Please reproduce every one of the entries below word for word, keeping each line unchanged.

+++++

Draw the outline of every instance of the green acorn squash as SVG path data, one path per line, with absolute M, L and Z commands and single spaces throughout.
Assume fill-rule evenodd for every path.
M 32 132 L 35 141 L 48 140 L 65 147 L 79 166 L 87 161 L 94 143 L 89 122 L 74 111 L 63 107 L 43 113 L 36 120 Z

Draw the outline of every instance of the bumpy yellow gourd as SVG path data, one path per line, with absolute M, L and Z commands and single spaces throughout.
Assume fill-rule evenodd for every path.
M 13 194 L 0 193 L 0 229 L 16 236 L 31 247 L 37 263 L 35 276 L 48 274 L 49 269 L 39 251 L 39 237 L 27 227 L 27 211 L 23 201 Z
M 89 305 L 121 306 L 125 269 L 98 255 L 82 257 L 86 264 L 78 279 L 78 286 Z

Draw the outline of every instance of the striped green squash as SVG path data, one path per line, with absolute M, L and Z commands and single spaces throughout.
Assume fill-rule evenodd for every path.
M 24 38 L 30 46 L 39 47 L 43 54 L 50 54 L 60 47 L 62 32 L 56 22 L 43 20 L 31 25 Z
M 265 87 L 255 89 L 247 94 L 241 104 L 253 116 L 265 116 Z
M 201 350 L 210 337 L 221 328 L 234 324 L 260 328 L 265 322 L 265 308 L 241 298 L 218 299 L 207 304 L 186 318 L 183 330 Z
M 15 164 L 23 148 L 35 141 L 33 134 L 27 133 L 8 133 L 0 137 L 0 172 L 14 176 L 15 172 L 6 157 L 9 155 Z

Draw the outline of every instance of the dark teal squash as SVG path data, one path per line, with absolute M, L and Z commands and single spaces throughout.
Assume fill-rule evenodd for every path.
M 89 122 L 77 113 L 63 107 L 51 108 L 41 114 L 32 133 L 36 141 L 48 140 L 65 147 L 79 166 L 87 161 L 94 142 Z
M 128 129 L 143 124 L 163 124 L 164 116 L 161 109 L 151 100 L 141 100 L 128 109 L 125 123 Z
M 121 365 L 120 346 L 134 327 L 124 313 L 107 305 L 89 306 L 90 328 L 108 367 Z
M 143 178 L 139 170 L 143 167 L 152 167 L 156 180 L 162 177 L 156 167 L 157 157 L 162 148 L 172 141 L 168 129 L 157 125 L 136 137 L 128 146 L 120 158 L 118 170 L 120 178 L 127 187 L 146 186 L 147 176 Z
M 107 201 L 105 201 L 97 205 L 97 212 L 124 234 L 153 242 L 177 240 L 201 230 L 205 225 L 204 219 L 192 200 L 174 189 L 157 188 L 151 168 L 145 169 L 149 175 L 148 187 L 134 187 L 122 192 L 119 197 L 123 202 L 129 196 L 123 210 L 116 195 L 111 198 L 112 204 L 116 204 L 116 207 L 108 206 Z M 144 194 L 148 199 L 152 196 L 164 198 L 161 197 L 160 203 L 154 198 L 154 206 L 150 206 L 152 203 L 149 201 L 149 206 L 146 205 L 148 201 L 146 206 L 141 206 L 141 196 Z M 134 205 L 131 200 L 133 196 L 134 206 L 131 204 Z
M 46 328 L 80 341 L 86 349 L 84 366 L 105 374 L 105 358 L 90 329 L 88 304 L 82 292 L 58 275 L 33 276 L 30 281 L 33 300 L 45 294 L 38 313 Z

+++++

[Completed task]
Draw the outline of every instance of the green acorn squash as SVG path data, one path per line, with absolute M, L and Z commands and single spaces throughout.
Assume fill-rule evenodd for every path.
M 32 132 L 35 141 L 48 140 L 65 147 L 79 166 L 87 161 L 94 143 L 89 122 L 74 111 L 63 107 L 43 113 L 36 120 Z

Draw the outline of every instance of the bumpy yellow gourd as SVG path data, one path per line, with absolute M, L and Z commands and single spaces throughout.
Assume fill-rule evenodd for every path.
M 13 194 L 0 193 L 0 229 L 16 236 L 31 247 L 37 263 L 35 276 L 48 274 L 49 269 L 39 251 L 39 237 L 27 227 L 27 211 L 23 201 Z
M 89 305 L 121 306 L 125 269 L 98 255 L 82 257 L 86 264 L 78 279 L 78 286 Z

Draw the outline of every instance of the striped green squash as SVG path data, one path per line, with absolute M, L and Z commands and single spaces throughout.
Assume fill-rule evenodd for every path.
M 24 38 L 30 46 L 39 47 L 43 54 L 50 54 L 60 47 L 62 32 L 56 22 L 43 20 L 31 25 Z
M 265 87 L 255 89 L 247 94 L 241 104 L 253 116 L 265 116 Z
M 201 350 L 210 337 L 221 328 L 234 324 L 260 328 L 265 322 L 265 308 L 241 298 L 218 299 L 207 304 L 186 318 L 183 330 Z
M 15 164 L 23 148 L 35 141 L 33 134 L 27 133 L 8 133 L 0 137 L 0 172 L 14 176 L 15 172 L 6 157 L 9 155 Z

Draw the outline of every instance of the dark teal squash as SVG path data, one path per line, with absolute M, L and Z commands and single spaces throughout.
Assume fill-rule evenodd for every path.
M 89 122 L 77 113 L 63 107 L 51 108 L 41 114 L 32 133 L 36 141 L 48 140 L 65 147 L 79 166 L 87 161 L 94 142 Z
M 128 129 L 143 124 L 163 124 L 164 116 L 161 109 L 151 100 L 141 100 L 128 109 L 125 123 Z
M 121 365 L 120 346 L 134 327 L 124 313 L 107 305 L 89 306 L 90 328 L 108 367 Z
M 143 178 L 139 170 L 143 167 L 152 167 L 156 180 L 162 177 L 156 167 L 157 157 L 162 148 L 172 141 L 168 129 L 157 125 L 136 137 L 128 146 L 120 158 L 118 170 L 120 178 L 127 187 L 146 186 L 147 176 Z
M 107 201 L 105 201 L 97 205 L 97 212 L 124 234 L 153 242 L 177 240 L 201 230 L 205 225 L 204 219 L 192 200 L 174 189 L 157 188 L 151 168 L 145 169 L 149 175 L 148 187 L 134 187 L 122 192 L 119 197 L 123 202 L 129 196 L 123 210 L 116 195 L 111 198 L 112 204 L 116 204 L 116 207 L 108 206 Z M 144 194 L 148 199 L 152 196 L 164 198 L 161 197 L 160 203 L 154 198 L 154 206 L 150 206 L 152 203 L 149 201 L 149 206 L 146 205 L 148 201 L 146 206 L 141 206 L 141 196 Z M 134 205 L 131 200 L 133 196 L 134 206 L 131 204 Z
M 46 328 L 80 341 L 86 349 L 84 366 L 105 374 L 105 358 L 90 329 L 88 304 L 82 292 L 58 275 L 33 276 L 30 281 L 33 300 L 45 294 L 38 313 Z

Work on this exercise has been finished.